Records from a data collection >>
=== Section Start ===
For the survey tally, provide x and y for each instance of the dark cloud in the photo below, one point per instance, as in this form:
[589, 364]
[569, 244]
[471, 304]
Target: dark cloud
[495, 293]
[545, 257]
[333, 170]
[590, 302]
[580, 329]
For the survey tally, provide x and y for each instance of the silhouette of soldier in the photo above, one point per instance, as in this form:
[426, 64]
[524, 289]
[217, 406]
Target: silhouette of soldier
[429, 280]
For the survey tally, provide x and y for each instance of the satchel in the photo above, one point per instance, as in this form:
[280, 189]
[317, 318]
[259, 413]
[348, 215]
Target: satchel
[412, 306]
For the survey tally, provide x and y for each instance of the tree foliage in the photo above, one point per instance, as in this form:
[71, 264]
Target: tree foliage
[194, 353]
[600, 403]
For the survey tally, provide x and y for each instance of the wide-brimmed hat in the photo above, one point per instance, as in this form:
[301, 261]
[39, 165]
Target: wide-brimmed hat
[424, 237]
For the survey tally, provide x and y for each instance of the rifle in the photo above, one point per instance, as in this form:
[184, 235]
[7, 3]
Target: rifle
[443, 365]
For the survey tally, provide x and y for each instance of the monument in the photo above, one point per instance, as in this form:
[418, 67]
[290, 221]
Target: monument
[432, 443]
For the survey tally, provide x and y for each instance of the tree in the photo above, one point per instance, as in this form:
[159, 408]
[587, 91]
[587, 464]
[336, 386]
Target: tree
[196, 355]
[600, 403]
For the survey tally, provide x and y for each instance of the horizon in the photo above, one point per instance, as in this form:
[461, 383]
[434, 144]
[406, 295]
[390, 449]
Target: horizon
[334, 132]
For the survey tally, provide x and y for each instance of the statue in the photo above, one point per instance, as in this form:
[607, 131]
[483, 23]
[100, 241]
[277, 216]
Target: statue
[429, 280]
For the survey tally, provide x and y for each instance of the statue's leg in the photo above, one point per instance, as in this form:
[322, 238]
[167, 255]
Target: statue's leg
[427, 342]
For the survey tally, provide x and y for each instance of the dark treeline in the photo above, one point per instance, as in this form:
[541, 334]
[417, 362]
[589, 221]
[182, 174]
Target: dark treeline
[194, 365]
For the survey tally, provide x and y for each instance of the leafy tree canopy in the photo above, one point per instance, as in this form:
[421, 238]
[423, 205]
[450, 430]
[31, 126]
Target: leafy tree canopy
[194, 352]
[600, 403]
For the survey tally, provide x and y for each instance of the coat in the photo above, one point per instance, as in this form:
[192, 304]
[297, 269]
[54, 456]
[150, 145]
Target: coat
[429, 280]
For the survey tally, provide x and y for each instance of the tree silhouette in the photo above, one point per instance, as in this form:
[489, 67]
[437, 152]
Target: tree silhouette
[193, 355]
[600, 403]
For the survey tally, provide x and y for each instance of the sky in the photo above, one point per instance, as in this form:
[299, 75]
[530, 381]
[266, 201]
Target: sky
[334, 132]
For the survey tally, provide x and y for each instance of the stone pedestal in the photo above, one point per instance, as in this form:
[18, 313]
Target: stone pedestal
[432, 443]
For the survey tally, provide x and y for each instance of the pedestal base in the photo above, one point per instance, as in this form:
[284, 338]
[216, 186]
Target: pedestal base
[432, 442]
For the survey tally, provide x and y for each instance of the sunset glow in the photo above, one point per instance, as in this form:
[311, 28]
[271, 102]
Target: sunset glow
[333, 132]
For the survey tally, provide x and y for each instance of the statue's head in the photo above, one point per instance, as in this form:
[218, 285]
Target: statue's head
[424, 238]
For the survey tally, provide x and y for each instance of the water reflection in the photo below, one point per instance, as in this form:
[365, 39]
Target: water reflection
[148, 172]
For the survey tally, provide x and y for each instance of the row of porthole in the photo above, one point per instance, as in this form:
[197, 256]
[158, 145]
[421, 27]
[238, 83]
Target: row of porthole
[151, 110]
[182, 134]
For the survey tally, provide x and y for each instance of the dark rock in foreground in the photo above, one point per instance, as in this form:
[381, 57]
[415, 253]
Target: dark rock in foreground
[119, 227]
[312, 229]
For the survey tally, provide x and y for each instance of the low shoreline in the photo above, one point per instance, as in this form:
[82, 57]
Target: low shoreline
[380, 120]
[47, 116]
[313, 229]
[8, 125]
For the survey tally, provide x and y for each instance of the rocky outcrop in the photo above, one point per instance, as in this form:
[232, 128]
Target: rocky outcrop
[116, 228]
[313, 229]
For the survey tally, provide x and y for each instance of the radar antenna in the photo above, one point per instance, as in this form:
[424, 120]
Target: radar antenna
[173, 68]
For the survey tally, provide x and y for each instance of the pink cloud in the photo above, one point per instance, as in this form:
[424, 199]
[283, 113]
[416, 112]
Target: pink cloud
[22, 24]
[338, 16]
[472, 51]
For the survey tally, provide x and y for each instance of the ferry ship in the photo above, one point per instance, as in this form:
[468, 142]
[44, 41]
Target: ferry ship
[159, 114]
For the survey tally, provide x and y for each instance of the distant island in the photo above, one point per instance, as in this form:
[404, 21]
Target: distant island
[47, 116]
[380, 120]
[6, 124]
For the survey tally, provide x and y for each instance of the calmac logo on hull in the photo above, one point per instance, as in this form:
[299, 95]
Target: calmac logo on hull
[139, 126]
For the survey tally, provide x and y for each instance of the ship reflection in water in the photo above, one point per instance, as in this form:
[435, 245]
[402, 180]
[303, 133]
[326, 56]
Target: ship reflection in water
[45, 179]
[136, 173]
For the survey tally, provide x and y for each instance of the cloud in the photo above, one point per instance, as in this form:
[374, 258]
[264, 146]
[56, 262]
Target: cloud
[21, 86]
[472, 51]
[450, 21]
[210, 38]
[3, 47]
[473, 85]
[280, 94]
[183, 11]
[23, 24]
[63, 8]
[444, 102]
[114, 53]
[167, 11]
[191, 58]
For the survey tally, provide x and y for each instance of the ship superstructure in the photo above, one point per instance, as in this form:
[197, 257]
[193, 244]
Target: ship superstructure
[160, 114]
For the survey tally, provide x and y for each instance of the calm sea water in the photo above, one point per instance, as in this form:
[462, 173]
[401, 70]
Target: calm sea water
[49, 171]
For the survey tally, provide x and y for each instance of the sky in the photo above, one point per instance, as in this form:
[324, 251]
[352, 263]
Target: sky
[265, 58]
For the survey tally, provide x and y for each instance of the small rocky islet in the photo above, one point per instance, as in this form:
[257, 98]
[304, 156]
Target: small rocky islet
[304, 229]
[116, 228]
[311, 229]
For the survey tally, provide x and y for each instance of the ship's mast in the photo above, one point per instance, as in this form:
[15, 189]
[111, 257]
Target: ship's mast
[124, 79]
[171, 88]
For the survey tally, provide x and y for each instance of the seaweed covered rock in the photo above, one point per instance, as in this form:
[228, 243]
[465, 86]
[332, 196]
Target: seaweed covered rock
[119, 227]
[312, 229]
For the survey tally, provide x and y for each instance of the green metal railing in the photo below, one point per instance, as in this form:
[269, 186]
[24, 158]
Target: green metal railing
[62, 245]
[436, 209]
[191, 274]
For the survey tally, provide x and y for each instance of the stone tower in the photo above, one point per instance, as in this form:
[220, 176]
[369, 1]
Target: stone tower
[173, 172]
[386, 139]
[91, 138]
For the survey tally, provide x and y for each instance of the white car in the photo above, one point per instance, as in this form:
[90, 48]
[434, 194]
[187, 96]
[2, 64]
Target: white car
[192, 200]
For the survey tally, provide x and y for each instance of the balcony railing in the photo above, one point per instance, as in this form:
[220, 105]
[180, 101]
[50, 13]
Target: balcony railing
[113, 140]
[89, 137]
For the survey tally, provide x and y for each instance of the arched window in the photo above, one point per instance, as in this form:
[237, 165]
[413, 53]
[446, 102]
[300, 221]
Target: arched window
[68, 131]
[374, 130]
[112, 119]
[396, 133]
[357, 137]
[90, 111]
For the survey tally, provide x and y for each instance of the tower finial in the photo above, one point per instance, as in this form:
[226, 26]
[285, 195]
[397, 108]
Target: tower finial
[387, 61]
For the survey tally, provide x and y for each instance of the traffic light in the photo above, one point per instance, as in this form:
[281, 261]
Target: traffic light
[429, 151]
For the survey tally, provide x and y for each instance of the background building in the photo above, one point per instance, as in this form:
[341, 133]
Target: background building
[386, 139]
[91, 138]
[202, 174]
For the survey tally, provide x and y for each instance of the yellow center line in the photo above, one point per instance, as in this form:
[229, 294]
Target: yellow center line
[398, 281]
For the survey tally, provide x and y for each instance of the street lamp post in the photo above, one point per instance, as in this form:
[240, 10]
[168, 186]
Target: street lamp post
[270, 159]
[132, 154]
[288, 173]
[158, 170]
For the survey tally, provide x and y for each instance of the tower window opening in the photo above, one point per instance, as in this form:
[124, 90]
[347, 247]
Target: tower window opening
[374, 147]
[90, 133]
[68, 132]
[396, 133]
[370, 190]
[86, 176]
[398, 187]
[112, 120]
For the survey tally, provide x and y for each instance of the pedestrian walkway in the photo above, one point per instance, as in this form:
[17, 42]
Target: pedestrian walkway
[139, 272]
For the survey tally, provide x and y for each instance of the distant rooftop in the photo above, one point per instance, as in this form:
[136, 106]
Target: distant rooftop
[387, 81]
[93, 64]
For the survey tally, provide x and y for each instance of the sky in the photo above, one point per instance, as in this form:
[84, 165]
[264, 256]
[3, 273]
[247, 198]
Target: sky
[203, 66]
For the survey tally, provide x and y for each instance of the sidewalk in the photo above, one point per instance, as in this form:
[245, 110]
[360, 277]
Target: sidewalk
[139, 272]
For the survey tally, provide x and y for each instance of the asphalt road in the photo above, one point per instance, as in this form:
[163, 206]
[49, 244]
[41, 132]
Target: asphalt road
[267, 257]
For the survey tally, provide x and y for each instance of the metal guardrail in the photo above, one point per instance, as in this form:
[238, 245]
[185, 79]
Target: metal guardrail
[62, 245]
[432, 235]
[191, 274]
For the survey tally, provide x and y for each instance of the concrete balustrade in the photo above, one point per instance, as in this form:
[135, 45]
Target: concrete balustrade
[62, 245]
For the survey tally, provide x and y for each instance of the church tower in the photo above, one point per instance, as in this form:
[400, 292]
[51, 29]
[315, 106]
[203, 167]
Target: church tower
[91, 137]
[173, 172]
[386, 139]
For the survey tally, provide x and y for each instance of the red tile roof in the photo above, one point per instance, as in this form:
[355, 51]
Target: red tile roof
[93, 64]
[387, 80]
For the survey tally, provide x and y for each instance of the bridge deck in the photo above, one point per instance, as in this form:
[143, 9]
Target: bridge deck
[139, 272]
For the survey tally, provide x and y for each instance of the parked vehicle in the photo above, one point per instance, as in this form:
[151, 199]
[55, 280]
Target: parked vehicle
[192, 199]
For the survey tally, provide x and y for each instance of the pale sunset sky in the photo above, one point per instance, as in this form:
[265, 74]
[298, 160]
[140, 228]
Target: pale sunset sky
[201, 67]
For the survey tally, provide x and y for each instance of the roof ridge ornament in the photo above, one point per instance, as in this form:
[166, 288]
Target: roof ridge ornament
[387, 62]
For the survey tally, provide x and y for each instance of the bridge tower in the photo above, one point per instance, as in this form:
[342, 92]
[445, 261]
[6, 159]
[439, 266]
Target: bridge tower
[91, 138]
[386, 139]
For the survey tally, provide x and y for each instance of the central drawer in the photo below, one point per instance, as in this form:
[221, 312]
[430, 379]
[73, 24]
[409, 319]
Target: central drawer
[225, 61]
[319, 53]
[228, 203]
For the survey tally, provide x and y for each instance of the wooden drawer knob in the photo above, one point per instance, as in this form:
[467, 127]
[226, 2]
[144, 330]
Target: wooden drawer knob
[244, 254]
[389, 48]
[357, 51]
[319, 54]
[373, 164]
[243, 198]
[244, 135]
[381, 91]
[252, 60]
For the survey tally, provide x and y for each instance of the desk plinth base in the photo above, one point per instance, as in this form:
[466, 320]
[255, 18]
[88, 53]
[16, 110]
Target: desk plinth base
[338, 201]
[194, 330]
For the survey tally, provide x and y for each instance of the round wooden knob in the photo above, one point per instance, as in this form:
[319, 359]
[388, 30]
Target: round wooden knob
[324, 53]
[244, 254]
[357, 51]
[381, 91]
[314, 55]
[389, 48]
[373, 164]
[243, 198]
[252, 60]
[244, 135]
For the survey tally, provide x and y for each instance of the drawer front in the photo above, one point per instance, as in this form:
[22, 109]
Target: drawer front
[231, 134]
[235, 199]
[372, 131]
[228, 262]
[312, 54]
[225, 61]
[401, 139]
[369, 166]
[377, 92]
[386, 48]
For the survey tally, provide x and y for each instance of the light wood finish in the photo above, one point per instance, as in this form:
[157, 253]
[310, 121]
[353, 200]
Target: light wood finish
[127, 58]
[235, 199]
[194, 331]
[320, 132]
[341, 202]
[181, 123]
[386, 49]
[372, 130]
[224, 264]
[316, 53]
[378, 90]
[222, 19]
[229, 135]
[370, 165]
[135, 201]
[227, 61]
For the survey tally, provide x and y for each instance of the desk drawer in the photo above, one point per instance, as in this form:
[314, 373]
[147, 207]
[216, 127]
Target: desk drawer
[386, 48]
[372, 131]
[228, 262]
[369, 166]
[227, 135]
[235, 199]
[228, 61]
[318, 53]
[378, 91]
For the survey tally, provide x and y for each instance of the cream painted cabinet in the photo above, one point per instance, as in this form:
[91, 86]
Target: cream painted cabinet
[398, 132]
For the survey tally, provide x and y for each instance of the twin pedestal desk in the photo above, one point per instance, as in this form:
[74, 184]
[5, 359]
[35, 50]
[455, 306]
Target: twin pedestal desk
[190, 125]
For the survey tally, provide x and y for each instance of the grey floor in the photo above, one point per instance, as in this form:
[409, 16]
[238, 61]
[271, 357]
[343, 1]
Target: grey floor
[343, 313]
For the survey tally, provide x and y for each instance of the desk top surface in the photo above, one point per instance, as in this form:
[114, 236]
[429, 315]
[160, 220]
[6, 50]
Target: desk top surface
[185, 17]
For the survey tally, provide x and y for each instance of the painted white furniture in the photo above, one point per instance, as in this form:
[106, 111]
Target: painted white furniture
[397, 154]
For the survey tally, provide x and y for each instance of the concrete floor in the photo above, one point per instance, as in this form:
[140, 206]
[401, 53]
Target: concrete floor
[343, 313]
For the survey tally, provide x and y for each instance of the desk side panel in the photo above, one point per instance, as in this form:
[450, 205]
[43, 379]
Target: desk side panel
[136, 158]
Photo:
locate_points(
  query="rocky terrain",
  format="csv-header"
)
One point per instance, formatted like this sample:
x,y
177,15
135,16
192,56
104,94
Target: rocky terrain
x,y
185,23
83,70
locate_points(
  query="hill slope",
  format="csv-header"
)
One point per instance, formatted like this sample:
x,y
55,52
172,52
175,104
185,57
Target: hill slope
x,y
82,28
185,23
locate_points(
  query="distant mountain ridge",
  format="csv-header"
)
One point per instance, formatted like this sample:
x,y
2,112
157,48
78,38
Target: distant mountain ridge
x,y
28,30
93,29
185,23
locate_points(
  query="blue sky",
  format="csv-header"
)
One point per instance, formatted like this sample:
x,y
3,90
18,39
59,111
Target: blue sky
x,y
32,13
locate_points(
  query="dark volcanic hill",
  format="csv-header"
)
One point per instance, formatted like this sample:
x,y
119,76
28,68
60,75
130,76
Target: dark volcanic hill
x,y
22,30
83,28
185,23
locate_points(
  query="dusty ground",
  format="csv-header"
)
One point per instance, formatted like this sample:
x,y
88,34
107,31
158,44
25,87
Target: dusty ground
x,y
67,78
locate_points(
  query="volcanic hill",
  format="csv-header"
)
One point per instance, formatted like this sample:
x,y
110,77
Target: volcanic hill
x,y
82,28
=== Section End ===
Task objective >>
Count the lines in the data that contain the string "below", and give nothing but that number.

Output of the exercise >>
4